Texte à lire:
════════

Dans la vallée du Lot, les images sont saisissantes. Les arbres ont déjà revêtu les couleurs de l'automne. Un phénomène lié à un important stress hydrique et aux canicules à répétition qui frappent l'Occitanie depuis le mois de juin. L'Office national des forêts suit cette évolution de près et s'inquiète de la durée du phénomène.
Difficile de ne pas le voir. Alors qu'une nouvelle vague de chaleur va frapper l'Occitanie en milieu de semaine, dans les jardins ou en forêt, nos arbres sont déjà durement impactés par la sécheresse.
Après quelques chutes de feuilles en juillet, des arbres entiers se parent désormais de leurs couleurs automnales comme dans la vallée du Lot autour de Vers où les forêts de chênes ont pris des couleurs de rouge, jaune, orangé.
Un stress hydrique sans précédent
Une situation anormale liée à l'accumulation de deux phénomènes météorologiques intenses. Des canicules à répétition accompagnées d'une sécheresse sans précédent, résultat : nos arbres sont soumis à un stress hydrique sans précédent.
Nous sommes très inquiets. Les arbres sont comme les humains, ils ont besoin d'eau et de transpirer pour fonctionner. Cette évaporation s'effectue au niveau des feuilles et elle va tirer sur toute la colonne d'eau, ce qui permet la circulation de la sève, vitale au fonctionnement de l'arbre. Mais avec la sécheresse et les fortes chaleurs, les arbres n'ont pas assez d'eau pour transpirer. Du coup ils ferment les ouvertures de leurs feuilles, leurs stomates, pour faire une pause et limiter la photosynthèse. Quand la chaleur et le stress hydrique deviennent trop importants, ce phénomène s'aggrave. Les feuilles jaunissent et tombent.
Thomas Villiers, responsable du pôle élaboration des aménagements forestiers et développement technique à l'Office national des forêts
Des chutes de feuilles en plein mois d'août. Un constat inquiétant qui pose la question de la survie de nos arbres. "Normalement cela n'empêchera pas les arbres de repartir, mais ils restent des incertitudes. Si nous ne sommes pas trop inquiets pour les feuillus comme les hêtres ou les chênes en revanche pour les résineux (sapins, épicéas, pins...), si ils perdent toutes leurs aiguilles là, on n'est pas certain que l'arbre reparte", rajoute Thomas Villiers de l'ONF.
Certains événements climatiques sont irréversibles
Ce spécialiste des forêts précise alors que certains événements sont irréversibles.
Si la sécheresse est trop importante, on peut assister à un phénomène de cavitation. La transpiration est trop forte, cela crée une tension sur la colonne d'eau de l'arbre, il se développe ensuite des cavitations qui condamne certains vaisseaux, qui peuvent, s'il y en a trop, provoquer la mort de l'arbre. Pour l'instant, difficile de dire si ces arbres sont condamnés ou pas.

════════

Données de placement de points:
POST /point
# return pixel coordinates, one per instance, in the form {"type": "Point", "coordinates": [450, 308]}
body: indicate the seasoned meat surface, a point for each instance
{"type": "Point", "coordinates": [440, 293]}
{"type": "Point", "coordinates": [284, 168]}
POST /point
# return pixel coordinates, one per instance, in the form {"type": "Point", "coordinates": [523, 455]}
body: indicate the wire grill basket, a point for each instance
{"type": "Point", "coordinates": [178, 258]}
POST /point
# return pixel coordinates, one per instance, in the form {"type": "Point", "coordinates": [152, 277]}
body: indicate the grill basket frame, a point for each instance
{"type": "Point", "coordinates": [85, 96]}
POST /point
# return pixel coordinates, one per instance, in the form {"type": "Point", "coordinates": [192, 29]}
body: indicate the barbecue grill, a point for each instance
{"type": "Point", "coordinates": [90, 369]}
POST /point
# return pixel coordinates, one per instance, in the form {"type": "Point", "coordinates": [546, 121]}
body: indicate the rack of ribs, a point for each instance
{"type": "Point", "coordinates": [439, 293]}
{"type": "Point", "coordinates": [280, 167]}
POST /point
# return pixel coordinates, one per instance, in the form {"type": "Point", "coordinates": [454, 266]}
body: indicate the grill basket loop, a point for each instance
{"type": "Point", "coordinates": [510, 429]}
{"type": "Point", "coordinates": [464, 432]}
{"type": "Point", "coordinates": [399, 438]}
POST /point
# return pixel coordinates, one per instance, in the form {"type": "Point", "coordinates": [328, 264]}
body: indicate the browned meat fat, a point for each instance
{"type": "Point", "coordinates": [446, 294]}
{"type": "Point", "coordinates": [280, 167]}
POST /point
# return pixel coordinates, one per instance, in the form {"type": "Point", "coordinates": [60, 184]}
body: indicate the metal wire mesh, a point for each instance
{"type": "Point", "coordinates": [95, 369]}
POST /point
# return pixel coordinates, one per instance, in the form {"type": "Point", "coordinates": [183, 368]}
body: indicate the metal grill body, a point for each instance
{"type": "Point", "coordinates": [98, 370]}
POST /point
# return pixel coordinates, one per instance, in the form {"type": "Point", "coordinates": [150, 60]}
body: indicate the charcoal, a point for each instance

════════

Transcrivez fidèlement tout ce qui va de « Thomas Villiers, responsable » jusqu'à « événements sont irréversibles. » dans l'article sur les arbres face à la sécheresse. Ces données n'ont aucun rôle à jouer ici.

Corrigé:
Thomas Villiers, responsable du pôle élaboration des aménagements forestiers et développement technique à l'Office national des forêts
Des chutes de feuilles en plein mois d'août. Un constat inquiétant qui pose la question de la survie de nos arbres. "Normalement cela n'empêchera pas les arbres de repartir, mais ils restent des incertitudes. Si nous ne sommes pas trop inquiets pour les feuillus comme les hêtres ou les chênes en revanche pour les résineux (sapins, épicéas, pins...), si ils perdent toutes leurs aiguilles là, on n'est pas certain que l'arbre reparte", rajoute Thomas Villiers de l'ONF.
Certains événements climatiques sont irréversibles
Ce spécialiste des forêts précise alors que certains événements sont irréversibles.